* _GIVEN DATA_
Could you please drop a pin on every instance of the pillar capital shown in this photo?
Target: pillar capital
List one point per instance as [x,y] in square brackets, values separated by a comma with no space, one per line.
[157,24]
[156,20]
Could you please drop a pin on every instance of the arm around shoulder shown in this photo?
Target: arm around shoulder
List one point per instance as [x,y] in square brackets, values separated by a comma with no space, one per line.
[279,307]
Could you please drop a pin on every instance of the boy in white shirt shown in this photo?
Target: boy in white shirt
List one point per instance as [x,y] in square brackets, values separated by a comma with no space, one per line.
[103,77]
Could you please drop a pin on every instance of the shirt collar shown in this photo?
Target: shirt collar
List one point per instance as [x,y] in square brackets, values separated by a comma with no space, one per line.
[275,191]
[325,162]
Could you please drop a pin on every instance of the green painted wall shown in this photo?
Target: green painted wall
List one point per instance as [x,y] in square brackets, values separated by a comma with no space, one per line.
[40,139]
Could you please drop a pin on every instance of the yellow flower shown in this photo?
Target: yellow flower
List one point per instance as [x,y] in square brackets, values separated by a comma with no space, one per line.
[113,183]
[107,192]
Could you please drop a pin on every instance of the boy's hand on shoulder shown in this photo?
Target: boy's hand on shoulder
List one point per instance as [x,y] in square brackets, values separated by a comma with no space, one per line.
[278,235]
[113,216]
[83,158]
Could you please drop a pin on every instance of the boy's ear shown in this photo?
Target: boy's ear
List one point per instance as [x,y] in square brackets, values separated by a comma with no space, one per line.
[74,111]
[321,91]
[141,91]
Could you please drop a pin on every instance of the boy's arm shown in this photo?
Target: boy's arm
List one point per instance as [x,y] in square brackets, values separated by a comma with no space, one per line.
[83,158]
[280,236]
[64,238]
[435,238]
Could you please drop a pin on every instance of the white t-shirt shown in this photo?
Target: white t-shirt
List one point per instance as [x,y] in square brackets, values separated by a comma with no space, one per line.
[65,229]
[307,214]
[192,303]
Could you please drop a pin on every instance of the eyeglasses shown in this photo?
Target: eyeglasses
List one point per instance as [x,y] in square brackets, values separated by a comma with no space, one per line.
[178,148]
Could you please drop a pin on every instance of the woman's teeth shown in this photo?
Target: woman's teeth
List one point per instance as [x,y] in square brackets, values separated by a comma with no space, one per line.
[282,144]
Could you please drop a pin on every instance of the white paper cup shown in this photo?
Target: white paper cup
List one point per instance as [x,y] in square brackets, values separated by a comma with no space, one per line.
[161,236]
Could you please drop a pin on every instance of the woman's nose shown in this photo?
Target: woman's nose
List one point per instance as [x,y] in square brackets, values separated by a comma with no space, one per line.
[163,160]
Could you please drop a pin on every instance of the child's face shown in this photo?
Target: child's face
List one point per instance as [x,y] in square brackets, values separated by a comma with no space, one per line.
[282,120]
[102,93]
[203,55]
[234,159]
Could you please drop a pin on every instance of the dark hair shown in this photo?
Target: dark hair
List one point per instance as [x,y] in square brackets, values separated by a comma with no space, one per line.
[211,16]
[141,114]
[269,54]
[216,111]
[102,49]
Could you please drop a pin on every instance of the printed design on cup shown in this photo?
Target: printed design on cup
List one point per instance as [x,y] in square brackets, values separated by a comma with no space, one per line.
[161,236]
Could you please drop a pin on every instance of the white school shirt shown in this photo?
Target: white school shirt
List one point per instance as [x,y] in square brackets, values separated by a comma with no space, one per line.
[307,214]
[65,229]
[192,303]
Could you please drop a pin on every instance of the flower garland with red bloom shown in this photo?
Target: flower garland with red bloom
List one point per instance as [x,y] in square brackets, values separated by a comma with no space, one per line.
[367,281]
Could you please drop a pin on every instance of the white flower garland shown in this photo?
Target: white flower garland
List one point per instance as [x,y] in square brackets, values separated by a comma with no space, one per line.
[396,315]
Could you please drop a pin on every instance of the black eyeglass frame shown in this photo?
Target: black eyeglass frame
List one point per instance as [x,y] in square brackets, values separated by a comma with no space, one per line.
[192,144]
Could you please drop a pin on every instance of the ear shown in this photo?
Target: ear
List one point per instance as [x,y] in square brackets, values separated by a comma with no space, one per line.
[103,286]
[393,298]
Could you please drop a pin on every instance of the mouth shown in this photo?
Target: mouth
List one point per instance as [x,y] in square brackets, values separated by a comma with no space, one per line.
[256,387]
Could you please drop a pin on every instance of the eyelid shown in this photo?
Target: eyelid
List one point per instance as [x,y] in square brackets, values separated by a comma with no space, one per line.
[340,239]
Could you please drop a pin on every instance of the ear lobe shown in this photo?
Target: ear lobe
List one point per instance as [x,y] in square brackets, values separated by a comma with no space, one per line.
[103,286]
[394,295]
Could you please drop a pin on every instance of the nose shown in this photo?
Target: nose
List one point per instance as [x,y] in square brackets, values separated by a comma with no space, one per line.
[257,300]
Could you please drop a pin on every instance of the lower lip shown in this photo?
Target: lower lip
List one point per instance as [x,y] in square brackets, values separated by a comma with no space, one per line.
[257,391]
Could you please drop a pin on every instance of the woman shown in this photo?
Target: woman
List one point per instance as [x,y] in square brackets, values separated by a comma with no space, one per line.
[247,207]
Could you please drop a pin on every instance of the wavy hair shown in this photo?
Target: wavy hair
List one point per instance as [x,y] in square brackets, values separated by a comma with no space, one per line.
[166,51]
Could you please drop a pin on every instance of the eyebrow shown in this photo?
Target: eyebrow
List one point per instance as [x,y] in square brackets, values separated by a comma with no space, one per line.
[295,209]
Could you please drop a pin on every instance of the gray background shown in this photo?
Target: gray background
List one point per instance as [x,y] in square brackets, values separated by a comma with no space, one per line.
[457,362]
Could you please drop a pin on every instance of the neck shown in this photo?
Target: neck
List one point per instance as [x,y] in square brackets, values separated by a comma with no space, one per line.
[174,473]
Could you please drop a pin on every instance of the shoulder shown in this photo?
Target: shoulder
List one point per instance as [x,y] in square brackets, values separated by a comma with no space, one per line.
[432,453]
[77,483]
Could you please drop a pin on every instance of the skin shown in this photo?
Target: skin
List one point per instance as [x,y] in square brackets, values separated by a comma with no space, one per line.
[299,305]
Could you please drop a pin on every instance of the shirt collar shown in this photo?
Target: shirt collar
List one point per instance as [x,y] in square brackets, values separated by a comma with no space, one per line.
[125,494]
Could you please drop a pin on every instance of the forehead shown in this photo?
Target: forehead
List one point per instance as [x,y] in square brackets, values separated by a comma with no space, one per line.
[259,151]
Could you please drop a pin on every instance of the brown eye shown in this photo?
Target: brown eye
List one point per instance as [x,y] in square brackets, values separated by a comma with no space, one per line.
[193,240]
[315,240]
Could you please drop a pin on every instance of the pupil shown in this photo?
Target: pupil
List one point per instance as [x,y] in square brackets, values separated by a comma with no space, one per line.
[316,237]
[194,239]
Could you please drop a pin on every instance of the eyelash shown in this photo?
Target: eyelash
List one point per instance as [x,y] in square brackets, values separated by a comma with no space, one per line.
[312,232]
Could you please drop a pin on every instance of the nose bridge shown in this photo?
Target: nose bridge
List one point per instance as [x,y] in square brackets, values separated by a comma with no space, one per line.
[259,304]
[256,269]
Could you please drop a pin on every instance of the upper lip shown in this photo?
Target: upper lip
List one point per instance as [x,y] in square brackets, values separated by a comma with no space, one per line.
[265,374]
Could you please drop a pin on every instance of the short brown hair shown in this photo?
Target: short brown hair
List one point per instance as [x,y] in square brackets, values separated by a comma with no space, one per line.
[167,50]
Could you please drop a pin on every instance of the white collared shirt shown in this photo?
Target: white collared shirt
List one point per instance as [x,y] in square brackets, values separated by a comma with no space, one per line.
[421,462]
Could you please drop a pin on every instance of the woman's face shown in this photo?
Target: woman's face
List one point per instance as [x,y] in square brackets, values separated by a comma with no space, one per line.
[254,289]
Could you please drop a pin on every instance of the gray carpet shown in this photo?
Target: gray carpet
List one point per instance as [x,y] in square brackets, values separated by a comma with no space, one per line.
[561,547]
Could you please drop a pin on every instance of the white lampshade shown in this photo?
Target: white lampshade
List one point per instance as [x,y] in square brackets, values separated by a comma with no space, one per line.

* _EXERCISE DIRECTIONS_
Please change "white lampshade" to "ivory lampshade" in the entries starting at the line containing "lampshade shown in this photo?" and ending at the last line of the entries, and write out only those lines with everything else unchanged.

* _RESULT OF THIS TASK_
Could you please drop a pin on every instance of the ivory lampshade shown in this photo?
Target: ivory lampshade
List one point per instance as [x,y] in square brackets, values separated by a comma with no space, one per line.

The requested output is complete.